**PARTS OF THE EXERCISE**
[1] In the Rockaway Cutoff text, why can't the JFK and Rockaways markets be combined into stronger demand? Answer in one to three sentences.
[2] Write what comes next in the Rockaway Cutoff text, starting after its final line.

**EXTRACTED TEXT**
>>>
Finally, the three above-described markets – JFK, neighborhoods between Rego Park and Howard Beach, and the Rockaways – cannot all be served at the same time. The intermediate neighborhoods are free, but it’s impossible to serve both JFK and the Rockaways without an additional branching, reducing frequency even further. This means that the two markets can’t be combined to create more powerful demand. It’s one or the other – either the 13 million boardings and alightings one could optimistically expect of JFK, or the 4.5 million boardings times an appropriate growth factor one could expect of the Rockaways. Neither is high by S-Bahn standards; measured in ridership per terminus excluding short-turns, the least busy RER line, the RER C, has 20 million riders per terminus.

Because of the low potential ridership of the Rockaway Cutoff, I suggest New York transit advocates look elsewhere first. Service to JFK could be beefed up with sending surplus Amtrak trains to Jamaica for an interchange, and service to the Rockaways first with modernizing regional rail and second with having it take over the Far Rockaway branch of the A if there’s demand. If there’s higher than expected growth in demand, then the Cutoff could be activated, at as a low a cost in 15 years as today. But for now, the low cost of activating the Rockaway Cutoff comes hand in hand with low benefits.

40 comments

  1. dejv

    This system allows trains to climb steeper than usual grades, and the maximum grade used on the AirTrain is 5.5%, considerably more than the usual for a normal subway or regional EMU (though less than the absolute maximum).

    The list is incomplete. Tram system routinely use gradients up to 8 % with some exceptions going up to 10 % for short stretches. Metro systems can go up to 6 % without substantial modifications IIRC. The point is that

    I do not know of a single mainline railroad that is driverless.
<<<
**PROVIDED INFORMATION**
>>>
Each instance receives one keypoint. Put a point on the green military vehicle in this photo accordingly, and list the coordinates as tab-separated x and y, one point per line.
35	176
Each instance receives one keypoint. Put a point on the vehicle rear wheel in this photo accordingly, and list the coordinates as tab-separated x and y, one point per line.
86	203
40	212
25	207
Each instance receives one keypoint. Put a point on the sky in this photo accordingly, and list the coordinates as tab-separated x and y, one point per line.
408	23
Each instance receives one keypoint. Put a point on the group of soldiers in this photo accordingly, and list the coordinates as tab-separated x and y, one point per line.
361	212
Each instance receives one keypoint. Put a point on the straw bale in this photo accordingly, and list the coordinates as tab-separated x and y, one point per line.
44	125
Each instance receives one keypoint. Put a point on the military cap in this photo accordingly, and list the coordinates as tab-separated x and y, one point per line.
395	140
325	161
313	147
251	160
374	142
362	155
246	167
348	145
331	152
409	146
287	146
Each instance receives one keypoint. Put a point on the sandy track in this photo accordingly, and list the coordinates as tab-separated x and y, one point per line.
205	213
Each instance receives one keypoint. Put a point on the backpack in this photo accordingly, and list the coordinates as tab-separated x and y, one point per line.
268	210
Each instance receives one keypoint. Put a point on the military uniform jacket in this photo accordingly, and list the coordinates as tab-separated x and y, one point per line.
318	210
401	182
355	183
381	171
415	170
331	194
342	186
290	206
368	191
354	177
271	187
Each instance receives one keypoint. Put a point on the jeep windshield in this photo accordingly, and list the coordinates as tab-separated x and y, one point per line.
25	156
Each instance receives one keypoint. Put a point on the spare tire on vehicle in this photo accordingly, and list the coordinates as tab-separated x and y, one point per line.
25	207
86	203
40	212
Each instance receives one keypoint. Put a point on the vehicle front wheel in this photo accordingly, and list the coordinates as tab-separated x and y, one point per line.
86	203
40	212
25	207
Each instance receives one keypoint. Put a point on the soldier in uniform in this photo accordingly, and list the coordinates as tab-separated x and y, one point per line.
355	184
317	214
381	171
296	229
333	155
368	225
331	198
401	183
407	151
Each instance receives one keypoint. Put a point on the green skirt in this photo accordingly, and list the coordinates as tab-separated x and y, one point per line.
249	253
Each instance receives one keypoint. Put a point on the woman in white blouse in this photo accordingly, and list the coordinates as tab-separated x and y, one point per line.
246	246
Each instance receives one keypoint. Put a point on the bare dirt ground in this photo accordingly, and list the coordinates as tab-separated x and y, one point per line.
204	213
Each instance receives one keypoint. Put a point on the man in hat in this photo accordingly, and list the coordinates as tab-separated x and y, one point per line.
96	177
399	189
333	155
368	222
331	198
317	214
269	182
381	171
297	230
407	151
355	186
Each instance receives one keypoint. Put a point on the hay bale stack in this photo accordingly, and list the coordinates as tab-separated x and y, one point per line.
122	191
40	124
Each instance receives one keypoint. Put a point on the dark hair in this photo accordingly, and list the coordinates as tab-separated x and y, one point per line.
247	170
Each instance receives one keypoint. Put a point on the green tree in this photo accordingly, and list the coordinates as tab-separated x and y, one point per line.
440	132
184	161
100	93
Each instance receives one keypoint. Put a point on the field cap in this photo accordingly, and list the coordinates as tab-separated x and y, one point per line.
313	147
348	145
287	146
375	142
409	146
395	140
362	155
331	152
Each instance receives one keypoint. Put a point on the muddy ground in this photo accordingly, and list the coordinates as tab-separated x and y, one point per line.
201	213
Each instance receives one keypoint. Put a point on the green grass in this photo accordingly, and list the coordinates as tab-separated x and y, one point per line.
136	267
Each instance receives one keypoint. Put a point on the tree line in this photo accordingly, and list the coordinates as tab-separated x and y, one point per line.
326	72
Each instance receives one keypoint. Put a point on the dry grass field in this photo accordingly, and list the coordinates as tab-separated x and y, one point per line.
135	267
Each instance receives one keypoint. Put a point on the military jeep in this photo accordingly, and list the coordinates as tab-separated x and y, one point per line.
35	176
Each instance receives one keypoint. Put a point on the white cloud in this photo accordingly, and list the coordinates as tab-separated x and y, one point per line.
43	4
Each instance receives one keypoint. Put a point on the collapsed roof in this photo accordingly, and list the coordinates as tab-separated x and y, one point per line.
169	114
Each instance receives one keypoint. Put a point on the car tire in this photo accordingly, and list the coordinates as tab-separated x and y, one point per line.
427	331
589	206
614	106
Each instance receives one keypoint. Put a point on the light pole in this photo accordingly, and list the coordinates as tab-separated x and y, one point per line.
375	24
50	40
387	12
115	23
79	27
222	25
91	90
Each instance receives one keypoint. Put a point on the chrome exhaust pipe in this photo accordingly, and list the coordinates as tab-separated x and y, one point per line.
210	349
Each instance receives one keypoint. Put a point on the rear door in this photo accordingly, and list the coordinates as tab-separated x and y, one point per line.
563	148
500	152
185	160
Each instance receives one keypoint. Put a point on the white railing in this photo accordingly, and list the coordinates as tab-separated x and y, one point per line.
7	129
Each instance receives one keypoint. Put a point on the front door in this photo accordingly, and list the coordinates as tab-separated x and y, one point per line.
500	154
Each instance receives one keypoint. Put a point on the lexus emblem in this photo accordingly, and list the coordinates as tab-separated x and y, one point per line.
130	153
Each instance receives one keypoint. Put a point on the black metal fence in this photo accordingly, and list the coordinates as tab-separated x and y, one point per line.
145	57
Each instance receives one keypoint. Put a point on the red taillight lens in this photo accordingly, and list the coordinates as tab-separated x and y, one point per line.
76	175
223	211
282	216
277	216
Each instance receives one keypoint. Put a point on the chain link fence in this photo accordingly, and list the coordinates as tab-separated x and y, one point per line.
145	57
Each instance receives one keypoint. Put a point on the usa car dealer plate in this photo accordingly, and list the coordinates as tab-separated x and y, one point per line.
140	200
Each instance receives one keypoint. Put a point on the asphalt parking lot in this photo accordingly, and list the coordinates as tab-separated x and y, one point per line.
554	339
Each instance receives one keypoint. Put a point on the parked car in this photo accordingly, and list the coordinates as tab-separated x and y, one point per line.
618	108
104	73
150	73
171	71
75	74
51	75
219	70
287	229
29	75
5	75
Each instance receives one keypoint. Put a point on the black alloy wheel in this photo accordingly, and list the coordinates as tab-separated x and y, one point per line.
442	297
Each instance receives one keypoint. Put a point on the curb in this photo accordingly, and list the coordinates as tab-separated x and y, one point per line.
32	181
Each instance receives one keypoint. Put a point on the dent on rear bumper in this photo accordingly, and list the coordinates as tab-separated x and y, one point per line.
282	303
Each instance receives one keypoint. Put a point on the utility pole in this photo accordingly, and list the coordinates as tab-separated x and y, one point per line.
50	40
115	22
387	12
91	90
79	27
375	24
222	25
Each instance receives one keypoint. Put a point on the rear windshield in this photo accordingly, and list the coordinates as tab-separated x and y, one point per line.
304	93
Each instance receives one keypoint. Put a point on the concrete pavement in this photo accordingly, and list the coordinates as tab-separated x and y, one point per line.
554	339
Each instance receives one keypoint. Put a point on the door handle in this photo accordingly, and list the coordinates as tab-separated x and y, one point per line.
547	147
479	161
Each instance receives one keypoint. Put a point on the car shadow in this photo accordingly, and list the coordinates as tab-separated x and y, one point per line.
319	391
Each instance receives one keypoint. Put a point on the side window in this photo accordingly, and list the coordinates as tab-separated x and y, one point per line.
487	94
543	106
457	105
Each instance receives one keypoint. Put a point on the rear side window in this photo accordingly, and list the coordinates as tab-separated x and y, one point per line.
<<<
**THE RESPONSES**
[1] Serving both JFK and the Rockaways would require an additional branching, which would reduce frequency even further. So the two markets cannot be served at the same time, and the line could serve only one or the other.

[2]
    There is one very close to it: AVV used on portion of czech railway network for more than 20 years. The only role left to driver is door handling, watching the tracks ahead and re-typing signal aspects to AVV. To go fully driverless, you’d need just three things get done: implement better ATC/PTC system with machine-readable aspects (like ETCS), get rid of level crossings of any kind and finally equip cars with automatic door opening and closing. You should be able to google more resources in English about it system, including information from main authors of it (Ivo Myslivec and Ales Lieskovsky).

    • Alon Levy

      I will look this up, sure. But let me just point out that if they want to make the regional rail system driverless (which I’m all for), they should do it regionwide, or at least railroad-wide, and not just one one airport line.

      As for subway ruling grades, you’re right they are often higher than 4%, and yes, trams can go even higher. I don’t think it’s terribly common, though. I’ve been trying to find information about the ruling grade in New York, but all I’ve found is a profile of the first subway, and the ruling grade there looks like less than 2%. But that was with much weaker EMUs than are available today. Still, on the mainline, a 5.5% grade starts running into questions like “Can this train accelerate uphill from a standstill when the tracks are wet and 25% of the motors are disabled?”. I don’t think the answer for the M7 is positive.

  2. dejv

    Typo:

    The point is that

    … you don’t need any special technology to implement 5.5 % grade and it shouldn’t involve greater speed/headway tradeoff.

  3. Tom West

    The FAA sponsered an interesting study called “Ground Access to Major Airports by Public Transportation”, which looekd at transit mode share. San Fransisco was the highest, at 23%. If you examine the data, the presence or abesnce of direct rail link to the downtown area doesn’t seem to match up with mode share. For example, Denver (two bus rides, 14%) scores far better than Celeveland (direct subway ride, 6%).

    Also, http://www.baa.com/assets//B2CPortal/Static%20Files/LHR_SAS.pdf.pdf (sic) gives the transit mode share for Heathrow at 38%. (15% by subway, 10% by Heathrow Express/Connect, 13% by bus/coach).

    • Respondon

      It’s all about the vitality of the urban core vs. the suburbs, I suspect. Put another way, a smaller % of Cleveland airport users are coming from or going to Cleveland, compared to Denver.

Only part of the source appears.